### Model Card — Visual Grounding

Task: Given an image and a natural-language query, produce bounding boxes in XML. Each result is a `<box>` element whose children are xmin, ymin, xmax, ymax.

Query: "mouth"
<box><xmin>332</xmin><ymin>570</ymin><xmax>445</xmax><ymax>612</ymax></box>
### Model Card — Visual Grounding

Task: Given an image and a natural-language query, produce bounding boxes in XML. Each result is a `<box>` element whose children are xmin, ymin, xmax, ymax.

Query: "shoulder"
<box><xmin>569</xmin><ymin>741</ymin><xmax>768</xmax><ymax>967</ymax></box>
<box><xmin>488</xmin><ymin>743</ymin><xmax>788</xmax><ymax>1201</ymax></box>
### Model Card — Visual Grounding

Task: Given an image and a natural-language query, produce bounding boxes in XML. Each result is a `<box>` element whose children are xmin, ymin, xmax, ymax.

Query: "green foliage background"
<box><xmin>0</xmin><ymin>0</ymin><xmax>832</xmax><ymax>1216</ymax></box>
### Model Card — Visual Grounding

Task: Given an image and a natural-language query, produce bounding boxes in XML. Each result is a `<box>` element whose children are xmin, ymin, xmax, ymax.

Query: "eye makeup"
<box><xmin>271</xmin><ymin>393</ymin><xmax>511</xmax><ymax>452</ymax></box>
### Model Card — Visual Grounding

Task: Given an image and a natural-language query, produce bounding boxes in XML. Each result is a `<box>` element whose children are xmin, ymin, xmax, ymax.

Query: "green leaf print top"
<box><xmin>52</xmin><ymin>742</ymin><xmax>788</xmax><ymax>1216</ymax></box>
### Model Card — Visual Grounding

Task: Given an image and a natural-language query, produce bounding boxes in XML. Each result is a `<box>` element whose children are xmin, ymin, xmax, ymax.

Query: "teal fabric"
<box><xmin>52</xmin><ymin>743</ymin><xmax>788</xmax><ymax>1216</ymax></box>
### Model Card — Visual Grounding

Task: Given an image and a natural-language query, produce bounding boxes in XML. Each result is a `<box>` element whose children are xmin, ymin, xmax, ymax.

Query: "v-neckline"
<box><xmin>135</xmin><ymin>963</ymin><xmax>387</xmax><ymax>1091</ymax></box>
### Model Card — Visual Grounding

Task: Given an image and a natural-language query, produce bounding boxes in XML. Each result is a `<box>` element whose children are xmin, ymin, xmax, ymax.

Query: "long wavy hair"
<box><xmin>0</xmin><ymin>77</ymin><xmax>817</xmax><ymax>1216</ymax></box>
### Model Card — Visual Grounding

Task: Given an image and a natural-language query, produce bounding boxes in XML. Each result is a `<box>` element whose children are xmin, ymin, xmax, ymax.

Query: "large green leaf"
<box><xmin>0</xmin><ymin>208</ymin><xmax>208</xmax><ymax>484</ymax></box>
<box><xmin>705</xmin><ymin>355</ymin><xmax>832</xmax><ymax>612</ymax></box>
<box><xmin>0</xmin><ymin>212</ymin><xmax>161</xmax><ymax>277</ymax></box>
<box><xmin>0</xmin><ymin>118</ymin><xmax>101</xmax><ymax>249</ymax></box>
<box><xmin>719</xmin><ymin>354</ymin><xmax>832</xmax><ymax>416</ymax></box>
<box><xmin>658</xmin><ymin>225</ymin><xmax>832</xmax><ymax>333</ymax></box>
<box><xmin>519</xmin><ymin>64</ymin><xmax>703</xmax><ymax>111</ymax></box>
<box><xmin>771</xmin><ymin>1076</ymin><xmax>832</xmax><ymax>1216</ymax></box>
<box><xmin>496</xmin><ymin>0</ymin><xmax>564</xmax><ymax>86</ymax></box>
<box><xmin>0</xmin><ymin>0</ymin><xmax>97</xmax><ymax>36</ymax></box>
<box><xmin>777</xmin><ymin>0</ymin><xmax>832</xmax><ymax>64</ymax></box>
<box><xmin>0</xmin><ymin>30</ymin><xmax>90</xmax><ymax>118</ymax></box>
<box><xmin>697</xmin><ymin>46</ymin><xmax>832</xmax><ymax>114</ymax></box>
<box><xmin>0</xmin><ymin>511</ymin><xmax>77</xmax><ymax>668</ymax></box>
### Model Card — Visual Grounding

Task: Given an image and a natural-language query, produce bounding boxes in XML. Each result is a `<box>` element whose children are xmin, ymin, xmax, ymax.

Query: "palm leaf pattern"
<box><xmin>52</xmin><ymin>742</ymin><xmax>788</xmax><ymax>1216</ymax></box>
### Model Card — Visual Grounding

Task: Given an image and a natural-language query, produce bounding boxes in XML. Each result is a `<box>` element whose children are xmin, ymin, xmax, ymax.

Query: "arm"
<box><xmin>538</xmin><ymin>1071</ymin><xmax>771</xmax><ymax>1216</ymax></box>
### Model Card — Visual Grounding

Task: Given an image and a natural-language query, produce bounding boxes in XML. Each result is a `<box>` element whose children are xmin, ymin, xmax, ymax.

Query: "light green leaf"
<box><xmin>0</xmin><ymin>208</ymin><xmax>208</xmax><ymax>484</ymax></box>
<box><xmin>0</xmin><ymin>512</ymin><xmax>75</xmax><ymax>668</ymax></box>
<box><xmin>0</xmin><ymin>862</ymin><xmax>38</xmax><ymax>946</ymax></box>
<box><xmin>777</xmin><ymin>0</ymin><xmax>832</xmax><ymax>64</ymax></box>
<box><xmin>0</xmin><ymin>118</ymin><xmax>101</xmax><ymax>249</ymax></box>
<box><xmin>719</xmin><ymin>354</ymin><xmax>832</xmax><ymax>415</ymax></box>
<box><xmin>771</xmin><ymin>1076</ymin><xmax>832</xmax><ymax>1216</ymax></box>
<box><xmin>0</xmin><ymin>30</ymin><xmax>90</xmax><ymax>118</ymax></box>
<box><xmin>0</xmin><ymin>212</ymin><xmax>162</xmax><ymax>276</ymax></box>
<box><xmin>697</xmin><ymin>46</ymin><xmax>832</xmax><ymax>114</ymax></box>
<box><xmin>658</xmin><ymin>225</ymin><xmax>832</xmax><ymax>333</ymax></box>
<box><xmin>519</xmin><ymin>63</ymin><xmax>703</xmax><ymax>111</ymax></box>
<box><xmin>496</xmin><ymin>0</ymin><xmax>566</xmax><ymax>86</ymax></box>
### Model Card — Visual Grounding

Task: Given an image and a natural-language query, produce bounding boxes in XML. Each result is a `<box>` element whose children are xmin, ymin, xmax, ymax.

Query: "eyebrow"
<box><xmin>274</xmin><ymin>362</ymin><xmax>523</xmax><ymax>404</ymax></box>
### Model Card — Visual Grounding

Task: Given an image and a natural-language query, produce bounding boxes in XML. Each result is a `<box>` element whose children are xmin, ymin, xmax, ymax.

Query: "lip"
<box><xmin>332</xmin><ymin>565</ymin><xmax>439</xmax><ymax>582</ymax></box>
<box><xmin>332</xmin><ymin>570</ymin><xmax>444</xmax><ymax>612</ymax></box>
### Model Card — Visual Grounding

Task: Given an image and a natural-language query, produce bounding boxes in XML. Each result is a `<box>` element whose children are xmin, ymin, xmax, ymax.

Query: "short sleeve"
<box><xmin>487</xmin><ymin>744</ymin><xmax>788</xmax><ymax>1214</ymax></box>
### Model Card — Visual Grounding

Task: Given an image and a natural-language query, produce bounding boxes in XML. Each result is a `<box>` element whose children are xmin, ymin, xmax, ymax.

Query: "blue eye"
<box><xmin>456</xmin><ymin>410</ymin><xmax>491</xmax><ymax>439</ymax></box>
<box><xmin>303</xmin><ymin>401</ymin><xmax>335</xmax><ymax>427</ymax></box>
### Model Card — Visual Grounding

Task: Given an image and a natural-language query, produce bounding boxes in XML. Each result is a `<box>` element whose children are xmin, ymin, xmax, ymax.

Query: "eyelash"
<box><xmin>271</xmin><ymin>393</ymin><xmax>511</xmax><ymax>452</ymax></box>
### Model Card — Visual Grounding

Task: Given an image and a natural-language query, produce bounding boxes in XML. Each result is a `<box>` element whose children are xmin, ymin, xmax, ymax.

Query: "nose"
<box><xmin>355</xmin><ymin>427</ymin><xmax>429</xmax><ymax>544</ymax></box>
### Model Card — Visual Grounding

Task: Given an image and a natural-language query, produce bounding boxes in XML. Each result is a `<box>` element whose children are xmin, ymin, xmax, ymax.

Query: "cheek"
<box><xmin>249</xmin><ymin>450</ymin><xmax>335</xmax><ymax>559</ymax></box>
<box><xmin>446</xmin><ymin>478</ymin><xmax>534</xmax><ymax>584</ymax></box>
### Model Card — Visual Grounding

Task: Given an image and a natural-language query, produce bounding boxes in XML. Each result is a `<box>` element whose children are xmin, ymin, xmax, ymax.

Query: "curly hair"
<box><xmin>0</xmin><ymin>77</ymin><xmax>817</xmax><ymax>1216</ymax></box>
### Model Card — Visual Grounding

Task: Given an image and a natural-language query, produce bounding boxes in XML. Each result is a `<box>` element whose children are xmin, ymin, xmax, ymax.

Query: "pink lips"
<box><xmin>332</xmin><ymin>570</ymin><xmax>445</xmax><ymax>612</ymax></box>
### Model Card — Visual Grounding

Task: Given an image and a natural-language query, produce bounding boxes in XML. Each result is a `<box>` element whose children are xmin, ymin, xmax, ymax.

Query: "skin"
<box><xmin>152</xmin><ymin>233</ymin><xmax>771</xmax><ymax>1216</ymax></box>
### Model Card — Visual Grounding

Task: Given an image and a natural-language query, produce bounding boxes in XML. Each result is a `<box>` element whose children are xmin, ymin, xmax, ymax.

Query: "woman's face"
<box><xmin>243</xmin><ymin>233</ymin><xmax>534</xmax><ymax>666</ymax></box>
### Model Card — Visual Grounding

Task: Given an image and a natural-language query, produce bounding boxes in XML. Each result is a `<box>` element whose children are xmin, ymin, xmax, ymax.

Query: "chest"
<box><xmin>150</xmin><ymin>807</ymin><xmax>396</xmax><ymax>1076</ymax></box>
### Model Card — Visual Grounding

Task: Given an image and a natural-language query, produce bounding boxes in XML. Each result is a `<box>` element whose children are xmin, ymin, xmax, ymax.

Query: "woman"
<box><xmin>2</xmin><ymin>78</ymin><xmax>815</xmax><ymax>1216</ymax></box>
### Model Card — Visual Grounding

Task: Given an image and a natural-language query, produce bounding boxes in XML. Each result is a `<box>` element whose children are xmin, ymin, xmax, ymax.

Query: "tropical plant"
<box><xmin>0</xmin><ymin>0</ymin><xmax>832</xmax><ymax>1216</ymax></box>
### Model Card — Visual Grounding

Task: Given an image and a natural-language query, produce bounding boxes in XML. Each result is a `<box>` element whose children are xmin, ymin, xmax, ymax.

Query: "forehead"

........

**SHORT EXERCISE:** Return every line of the records above that contains the word "green".

**RESULT OF THE TASK:**
Query: "green foliage background"
Query: "green leaf print top"
Query: "large green leaf"
Query: "light green leaf"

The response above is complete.